Problems and tasks -
A – Update the text on space bacteria from "Russian scientists believe" to "when it returns.", changing "hazardous" to "dangerous".
B – In the text on space bacteria, how long did the crustacean eggs and African toothcarp caviar survive in space?

Supplied text -
------------------------------------------------------------------------

Russian scientists believe in the near future, a hazardous bacteria could arrive from space either on the likes of a meteorite or on returning equipment.
As the bacteria would be completely unknown here on Earth, experts are unsure how life on our planet or the bacteria itself would react.
Alternatively, bacteria which is carried away from Earth and mutates in space may pose a threat to us when it returns.
This was highlighted in an experiment called ‘Biorisk’. Experts have been analysing bacteria that was on the outside of the International Space Station (ISS) since 2005.
According to the report from Russian scientists, the bacteria mutated to become highly aggressive and resistant to some antibiotics.
Russian cosmonauts also took 68 different organisms, including bacteria, insects, vertebrate animal and higher plants into their section of the ISS.
And they found that eggs of crustaceans and caviar of African toothcarp fish managed to survive in the harsh conditions of space for two and a half years and could be revived once they returned to Earth.
The report, which was prepared for the International Committee on Space Research in the US later in July, read: “The living organisms are capable of surviving in outer space.
“Hypothetically, in distant future, the arrival of alien substances from other planets to Earth may be possible as well as to other planets from Earth.

------------------------------------------------------------------------

Raw data -

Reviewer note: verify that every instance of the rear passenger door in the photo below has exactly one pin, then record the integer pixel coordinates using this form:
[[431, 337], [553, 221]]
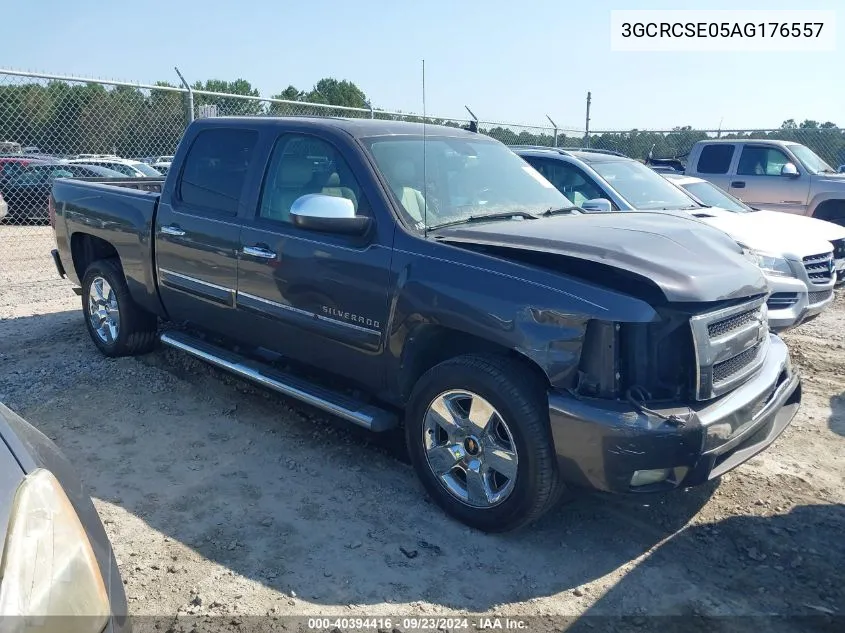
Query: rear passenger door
[[315, 297], [759, 182], [714, 163], [197, 229]]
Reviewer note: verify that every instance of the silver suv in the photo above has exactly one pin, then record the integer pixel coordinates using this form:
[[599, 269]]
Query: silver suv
[[799, 269], [776, 175]]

------------------------------------------------------------------------

Your written answers -
A –
Russian scientists believe in the near future, a dangerous bacteria could arrive from space either on the likes of a meteorite or on returning equipment.
As the bacteria would be completely unknown here on Earth, experts are unsure how life on our planet or the bacteria itself would react.
Alternatively, bacteria which is carried away from Earth and mutates in space may pose a threat to us when it returns.

B – Two and a half years.